◆ GIVEN ENTRIES:
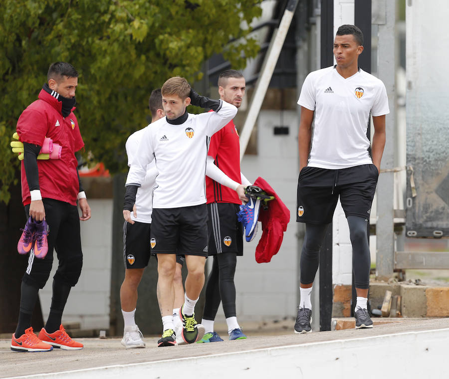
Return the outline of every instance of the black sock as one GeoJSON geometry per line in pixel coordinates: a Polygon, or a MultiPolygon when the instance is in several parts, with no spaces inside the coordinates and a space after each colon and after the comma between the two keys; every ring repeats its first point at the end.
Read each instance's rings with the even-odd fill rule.
{"type": "Polygon", "coordinates": [[[53,333],[59,330],[62,319],[62,313],[67,303],[69,294],[72,287],[61,282],[53,281],[53,296],[50,314],[45,324],[47,333],[53,333]]]}
{"type": "Polygon", "coordinates": [[[20,308],[15,333],[17,338],[25,333],[25,329],[27,329],[31,326],[31,316],[37,300],[38,292],[38,288],[22,282],[20,287],[20,308]]]}

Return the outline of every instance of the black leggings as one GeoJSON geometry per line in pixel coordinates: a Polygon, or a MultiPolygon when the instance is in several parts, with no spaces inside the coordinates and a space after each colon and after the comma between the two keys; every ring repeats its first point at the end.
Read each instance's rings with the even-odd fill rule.
{"type": "MultiPolygon", "coordinates": [[[[370,285],[371,255],[368,244],[368,221],[358,216],[347,217],[352,244],[352,270],[356,288],[367,289],[370,285]]],[[[306,224],[305,236],[300,261],[300,279],[303,284],[313,282],[319,263],[320,249],[327,224],[306,224]]]]}
{"type": "Polygon", "coordinates": [[[212,270],[206,289],[203,318],[214,320],[223,300],[226,318],[235,316],[235,286],[234,274],[237,264],[236,253],[221,253],[214,256],[212,270]]]}

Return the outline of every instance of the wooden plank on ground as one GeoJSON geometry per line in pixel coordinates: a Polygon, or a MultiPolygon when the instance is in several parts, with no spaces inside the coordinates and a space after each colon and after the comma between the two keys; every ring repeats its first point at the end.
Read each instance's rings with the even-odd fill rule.
{"type": "Polygon", "coordinates": [[[382,307],[381,311],[382,312],[382,317],[388,317],[390,316],[390,309],[391,307],[391,291],[388,290],[385,291],[385,296],[384,296],[384,301],[382,302],[382,307]]]}

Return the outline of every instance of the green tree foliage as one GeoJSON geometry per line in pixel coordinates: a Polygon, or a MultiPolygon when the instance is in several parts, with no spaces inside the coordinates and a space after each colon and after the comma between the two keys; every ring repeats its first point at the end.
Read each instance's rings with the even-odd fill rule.
{"type": "Polygon", "coordinates": [[[180,75],[201,79],[223,53],[242,68],[258,47],[248,36],[261,0],[0,0],[0,200],[18,161],[9,147],[17,119],[52,62],[80,73],[77,117],[84,154],[111,172],[126,169],[128,136],[145,125],[152,89],[180,75]],[[233,41],[228,43],[230,40],[233,41]]]}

◆ GIVEN INSTRUCTION: Rewrite all of the records above, replacing "pixel coordinates" with "image coordinates" and keeping everything else unchanged. Leave out the pictures.

◆ OUTPUT OF THE TASK:
Return the outline of every instance of the black sock as one GeoJSON geometry per line in image coordinates: a Polygon, or a MultiPolygon when the instance is in several parts, with no spaces inside the coordinates and a space after each colon and after the comma between the two keys; every ring repeats its first point at the end.
Read each instance's rings with the even-odd fill rule.
{"type": "Polygon", "coordinates": [[[53,333],[59,330],[62,319],[62,313],[67,303],[69,294],[72,287],[61,282],[53,281],[53,296],[50,314],[45,324],[47,333],[53,333]]]}
{"type": "Polygon", "coordinates": [[[20,308],[15,333],[17,338],[25,333],[25,329],[27,329],[31,326],[31,316],[37,300],[38,292],[38,288],[22,282],[20,287],[20,308]]]}

Return the outline of every instance of the black leggings as one GeoJSON geometry per line in image coordinates: a Polygon, or a MultiPolygon when the instance is in several parts, with no spaces inside the coordinates and a space after each colon and after the comma between the two keys; every ring repeats its first point at the end.
Read each instance's rings with the even-odd fill rule.
{"type": "MultiPolygon", "coordinates": [[[[370,285],[371,255],[368,244],[368,221],[358,216],[347,217],[352,244],[352,270],[356,288],[367,289],[370,285]]],[[[306,224],[305,236],[300,261],[300,279],[303,284],[313,282],[319,263],[320,249],[327,224],[306,224]]]]}
{"type": "Polygon", "coordinates": [[[212,270],[206,289],[203,318],[214,320],[223,300],[226,318],[235,316],[235,286],[234,274],[237,264],[236,253],[221,253],[214,256],[212,270]]]}

Return the outline of every instance of the wooden plank on ground as one GeoJSON geometry per line in image coordinates: a Polygon, or a MultiPolygon when the instance is in several parts, with no spaces inside the coordinates and a space after each colon and after the comma between the two keys; every ring repeats its first point at the end.
Read each instance's rings with the even-odd fill rule.
{"type": "Polygon", "coordinates": [[[382,307],[381,311],[382,312],[382,317],[388,317],[390,316],[390,309],[391,307],[391,291],[388,290],[385,291],[385,296],[384,296],[384,301],[382,302],[382,307]]]}

Return the outline of every instance of the green tree foliage as one GeoJSON geometry per line in image coordinates: a Polygon, or a MultiPolygon when the instance is in several parts, with no spaces inside the coordinates and a space after each colon and after the comma between the two keys; every ring repeats its first point at the end.
Read each instance's rings with the even-odd fill rule.
{"type": "Polygon", "coordinates": [[[180,75],[201,79],[223,53],[242,68],[258,47],[248,36],[261,0],[0,0],[0,200],[18,161],[9,147],[17,119],[52,62],[80,73],[77,117],[84,154],[111,172],[126,169],[128,136],[145,125],[152,89],[180,75]],[[233,41],[228,43],[230,40],[233,41]]]}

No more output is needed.